Texte choisi:
Gaston Flosse et Edouard Fritch, le 17 mai 2013 au lendemain des élections territoriales
Gaston Flosse et Edouard Fritch, le 17 mai 2013 au lendemain des élections territoriales
PAPEETE, 19 mars 2015 - Les tensions latentes entre Gaston Flosse et Edouard Fritch, ont éclaté lundi au grand jour, avec l’annonce par le Président du soutien de ses champions pour les sénatoriales partielles. Au Tahoera'a, le vainqueur du 3 mai terrassera son adversaire. Et derrière la victoire politique se profile le magot orange.

Un signal fort a été lancé lundi par Edouard Fritch, avec l'annonce de ses champions pour les sénatoriales, alors que les 89 sections de commune polynésiennes doivent procéder, vendredi matin, à l’élection des 650 délégués appelés à voter au scrutin du 3 mai prochain.

Depuis son accession à la Présidence, il y a six mois, Edouard Fritch a pris, pas à pas, ses distances avec son mentor et ex-beau père. De feutrées, les attaques sont devenues publiques.

Mercredi, le Tahoera'a Huira'atira, appareil politique encore fermement tenu par Gaston Flosse, et dont Edouard Fritch est toujours le président délégué, a publié sur son site un communiqué au vitriol à l'encontre du "fils spirituel". Il se dit que Marcel Tuihani, père, en serait l’auteur.

A la fin de son communiqué, le parti conseille à Edouard Fritch "de ne pas persister dans l'erreur tant politique que juridique et de signer la fin des hostilités : sa maison est le Tahoeraa Huiraatira".

Le parti orange reproche à Edouard Fritch de "faire campagne" avec "une débauche de moyens publics" pour "séduire les maires" avant les sénatoriales partielles de mai. Début février, l’annulation par le Conseil constitutionnel de l'élection du 30 septembre et la déchéance de deux proches de Gaston Flosse – son gendre, Vincent Dubois, et la fidèle Teura Iriti – a littéralement démoli le semblant d'équilibre qui régnait encore entre pro-Fritch et pro-Flosse au sein du Tahoera’a. Aujourd’hui il apparaît évident que celui qui remportera les sénatoriales du 3 mai terrassera l’autre.

Lundi, Edouard Fritch a annoncé sur le plateau du journal télévisé de TNTV qu'il soutenait, pour ce scrutin, deux candidats autres que ceux choisis par le parti.

Tâche donnée 1: Recopiez à l'identique le passage de l'article sur Gaston Flosse et Edouard Fritch qui commence par les mots contenant "Un signal fort" et se termine par "en serait l’auteur.".
Tâche donnée 2: D'après l'article sur Gaston Flosse et Edouard Fritch, combien de délégués les sections de commune polynésiennes doivent-elles élire pour le scrutin du 3 mai ?

Items fournis:
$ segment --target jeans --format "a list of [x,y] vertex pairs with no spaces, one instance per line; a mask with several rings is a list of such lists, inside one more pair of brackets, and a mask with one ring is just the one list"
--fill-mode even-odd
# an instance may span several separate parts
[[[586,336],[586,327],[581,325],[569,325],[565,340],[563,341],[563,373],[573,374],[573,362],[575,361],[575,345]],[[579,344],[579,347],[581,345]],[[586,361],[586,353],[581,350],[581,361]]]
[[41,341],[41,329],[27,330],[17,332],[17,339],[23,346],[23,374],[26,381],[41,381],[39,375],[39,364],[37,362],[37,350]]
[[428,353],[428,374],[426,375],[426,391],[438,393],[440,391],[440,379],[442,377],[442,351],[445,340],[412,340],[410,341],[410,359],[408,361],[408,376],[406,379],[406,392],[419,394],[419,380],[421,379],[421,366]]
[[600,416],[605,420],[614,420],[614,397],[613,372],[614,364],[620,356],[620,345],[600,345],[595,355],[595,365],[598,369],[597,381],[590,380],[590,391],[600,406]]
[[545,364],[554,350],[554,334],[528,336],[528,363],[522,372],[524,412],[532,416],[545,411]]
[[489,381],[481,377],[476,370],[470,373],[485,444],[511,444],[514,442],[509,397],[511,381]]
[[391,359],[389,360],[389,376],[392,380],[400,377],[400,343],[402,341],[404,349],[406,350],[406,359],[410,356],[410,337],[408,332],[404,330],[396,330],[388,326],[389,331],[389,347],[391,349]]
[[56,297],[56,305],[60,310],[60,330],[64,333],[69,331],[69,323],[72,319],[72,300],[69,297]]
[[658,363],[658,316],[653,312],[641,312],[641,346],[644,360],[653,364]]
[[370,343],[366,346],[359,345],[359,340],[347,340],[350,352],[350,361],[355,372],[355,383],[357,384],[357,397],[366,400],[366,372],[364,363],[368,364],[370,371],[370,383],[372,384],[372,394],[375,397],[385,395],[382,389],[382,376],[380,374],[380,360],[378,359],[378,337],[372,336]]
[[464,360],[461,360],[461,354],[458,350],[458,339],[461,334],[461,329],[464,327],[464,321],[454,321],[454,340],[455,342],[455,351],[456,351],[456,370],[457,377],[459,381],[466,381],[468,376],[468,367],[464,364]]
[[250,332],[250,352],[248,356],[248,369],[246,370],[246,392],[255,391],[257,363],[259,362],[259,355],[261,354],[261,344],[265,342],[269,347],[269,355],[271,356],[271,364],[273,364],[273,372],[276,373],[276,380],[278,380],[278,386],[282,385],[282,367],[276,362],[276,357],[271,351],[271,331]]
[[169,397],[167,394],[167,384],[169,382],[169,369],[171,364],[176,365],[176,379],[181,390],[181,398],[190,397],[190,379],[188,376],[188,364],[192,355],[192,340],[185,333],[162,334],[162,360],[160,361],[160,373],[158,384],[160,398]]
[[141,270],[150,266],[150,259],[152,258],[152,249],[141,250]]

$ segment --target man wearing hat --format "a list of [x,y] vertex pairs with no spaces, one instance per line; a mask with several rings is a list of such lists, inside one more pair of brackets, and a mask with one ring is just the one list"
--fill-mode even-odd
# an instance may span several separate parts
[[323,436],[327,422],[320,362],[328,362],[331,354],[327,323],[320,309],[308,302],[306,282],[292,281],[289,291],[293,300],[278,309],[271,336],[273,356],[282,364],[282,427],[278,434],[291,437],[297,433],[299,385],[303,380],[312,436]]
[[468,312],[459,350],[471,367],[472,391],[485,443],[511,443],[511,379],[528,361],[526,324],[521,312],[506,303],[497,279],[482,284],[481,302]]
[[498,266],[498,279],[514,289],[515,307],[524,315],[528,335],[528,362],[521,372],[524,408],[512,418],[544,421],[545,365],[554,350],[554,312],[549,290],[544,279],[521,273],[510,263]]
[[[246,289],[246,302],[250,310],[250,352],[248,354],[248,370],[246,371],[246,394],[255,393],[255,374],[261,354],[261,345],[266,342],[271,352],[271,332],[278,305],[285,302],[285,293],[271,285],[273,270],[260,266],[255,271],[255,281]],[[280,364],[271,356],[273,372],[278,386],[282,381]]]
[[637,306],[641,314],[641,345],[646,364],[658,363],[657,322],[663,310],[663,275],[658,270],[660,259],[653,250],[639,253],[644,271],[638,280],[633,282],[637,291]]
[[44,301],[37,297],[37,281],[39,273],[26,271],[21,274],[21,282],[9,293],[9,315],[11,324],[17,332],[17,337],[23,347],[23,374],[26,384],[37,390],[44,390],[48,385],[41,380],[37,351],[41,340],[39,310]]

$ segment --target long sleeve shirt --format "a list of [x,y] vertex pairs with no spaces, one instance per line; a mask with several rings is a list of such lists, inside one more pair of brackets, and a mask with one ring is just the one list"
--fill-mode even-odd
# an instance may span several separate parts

Réponse proposée 1:
Un signal fort a été lancé lundi par Edouard Fritch, avec l'annonce de ses champions pour les sénatoriales, alors que les 89 sections de commune polynésiennes doivent procéder, vendredi matin, à l’élection des 650 délégués appelés à voter au scrutin du 3 mai prochain.

Depuis son accession à la Présidence, il y a six mois, Edouard Fritch a pris, pas à pas, ses distances avec son mentor et ex-beau père. De feutrées, les attaques sont devenues publiques.

Mercredi, le Tahoera'a Huira'atira, appareil politique encore fermement tenu par Gaston Flosse, et dont Edouard Fritch est toujours le président délégué, a publié sur son site un communiqué au vitriol à l'encontre du "fils spirituel". Il se dit que Marcel Tuihani, père, en serait l’auteur.

Réponse proposée 2: 650 délégués.